_問題_:
上林裕子さんのメッセージのうち、「私自身はパリに住まい、十分な」から「方への深い祈りが込められており感動致しました。」までの部分を一字一句変えずに返してください。

_提供テキスト_:
上林裕子さんからのメッセージ
日本はみどりのそよ風が心地よい季節を迎えていることと思います。大震災による災害に対し、日本が一つになって復興に向けて頑張ろうとしている
姿に心打たれます。
私自身はパリに住まい、十分な電気も水も与えられ、何一つ日本にいる人達とその苦しみや不便ささえ共にすること無く暮らしている事に、日々複雑な思いを持
ち続けております。そんな中友人であり、日本でも人気の高いピアニスト、ジャン=マルク・ルイサダ氏の呼びかけで、共に4月30日、パリのサルガボーにおいて、チャリティーコンサートを行いました。
クラシック、ポップス、俳優、ダンサー、モードといろんな分野から100人を超えるアーティストが出演してくださいました。チャリティーは朝11時から深夜の1時に至まで、5つのコンサートが開催されました。
また懇意にさせていただいているデザイナーのコシノジュンコさんに、このチャリティーのことを話したら、こうして日本に思いを寄せてくれているフランスのアーティストにお礼の思いを伝えたい、と言って、このチャリティーの為にわざわざ日本から参加してくださいました。
それで、私の音楽「時の外で」の第二楽章と第四楽章に若手の振り付け師、アルチュール・ペロウが振り付けをし、ジュンコさんが衣装を制作し、4人のバレーダンサーが踊るというコラボレーションの舞台を作りました。振り付けには、鶴が降り立ち、再び大地が芽吹くと言う、復興への強いメッセージと、亡くなられた
方への深い祈りが込められており感動致しました。

_生データ_:
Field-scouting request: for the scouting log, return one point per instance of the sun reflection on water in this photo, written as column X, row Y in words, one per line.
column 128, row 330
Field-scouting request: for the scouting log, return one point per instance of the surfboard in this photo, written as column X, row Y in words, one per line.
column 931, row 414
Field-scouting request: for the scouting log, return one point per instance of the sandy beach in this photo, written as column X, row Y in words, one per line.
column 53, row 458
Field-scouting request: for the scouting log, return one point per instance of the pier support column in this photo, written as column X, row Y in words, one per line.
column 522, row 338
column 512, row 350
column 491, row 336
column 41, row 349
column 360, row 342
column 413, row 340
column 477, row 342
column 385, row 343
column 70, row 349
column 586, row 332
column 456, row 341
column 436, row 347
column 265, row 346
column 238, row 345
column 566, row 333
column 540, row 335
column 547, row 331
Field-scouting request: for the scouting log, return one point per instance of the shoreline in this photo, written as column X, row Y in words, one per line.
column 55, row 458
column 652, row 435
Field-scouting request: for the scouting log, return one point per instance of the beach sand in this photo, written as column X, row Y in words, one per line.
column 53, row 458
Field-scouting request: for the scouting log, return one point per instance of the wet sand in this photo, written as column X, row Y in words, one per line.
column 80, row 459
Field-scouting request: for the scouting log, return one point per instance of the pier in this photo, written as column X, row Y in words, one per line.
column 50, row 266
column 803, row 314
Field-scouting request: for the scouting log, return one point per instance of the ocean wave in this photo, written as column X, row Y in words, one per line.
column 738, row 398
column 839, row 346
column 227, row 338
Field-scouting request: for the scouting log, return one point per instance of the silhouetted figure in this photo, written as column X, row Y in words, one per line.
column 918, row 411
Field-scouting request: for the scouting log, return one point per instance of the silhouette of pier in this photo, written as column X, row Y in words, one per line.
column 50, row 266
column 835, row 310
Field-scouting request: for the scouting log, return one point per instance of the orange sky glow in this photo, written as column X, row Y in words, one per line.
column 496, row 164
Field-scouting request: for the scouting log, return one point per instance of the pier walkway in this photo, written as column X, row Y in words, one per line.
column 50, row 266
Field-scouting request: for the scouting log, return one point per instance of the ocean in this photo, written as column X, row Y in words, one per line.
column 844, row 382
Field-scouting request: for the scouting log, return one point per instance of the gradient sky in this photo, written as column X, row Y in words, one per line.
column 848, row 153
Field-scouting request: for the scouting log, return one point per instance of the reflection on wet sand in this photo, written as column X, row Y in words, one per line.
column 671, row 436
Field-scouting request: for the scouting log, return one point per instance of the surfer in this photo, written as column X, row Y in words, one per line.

_解答結果_:
私自身はパリに住まい、十分な電気も水も与えられ、何一つ日本にいる人達とその苦しみや不便ささえ共にすること無く暮らしている事に、日々複雑な思いを持
ち続けております。そんな中友人であり、日本でも人気の高いピアニスト、ジャン=マルク・ルイサダ氏の呼びかけで、共に4月30日、パリのサルガボーにおいて、チャリティーコンサートを行いました。
クラシック、ポップス、俳優、ダンサー、モードといろんな分野から100人を超えるアーティストが出演してくださいました。チャリティーは朝11時から深夜の1時に至まで、5つのコンサートが開催されました。
また懇意にさせていただいているデザイナーのコシノジュンコさんに、このチャリティーのことを話したら、こうして日本に思いを寄せてくれているフランスのアーティストにお礼の思いを伝えたい、と言って、このチャリティーの為にわざわざ日本から参加してくださいました。
それで、私の音楽「時の外で」の第二楽章と第四楽章に若手の振り付け師、アルチュール・ペロウが振り付けをし、ジュンコさんが衣装を制作し、4人のバレーダンサーが踊るというコラボレーションの舞台を作りました。振り付けには、鶴が降り立ち、再び大地が芽吹くと言う、復興への強いメッセージと、亡くなられた
方への深い祈りが込められており感動致しました。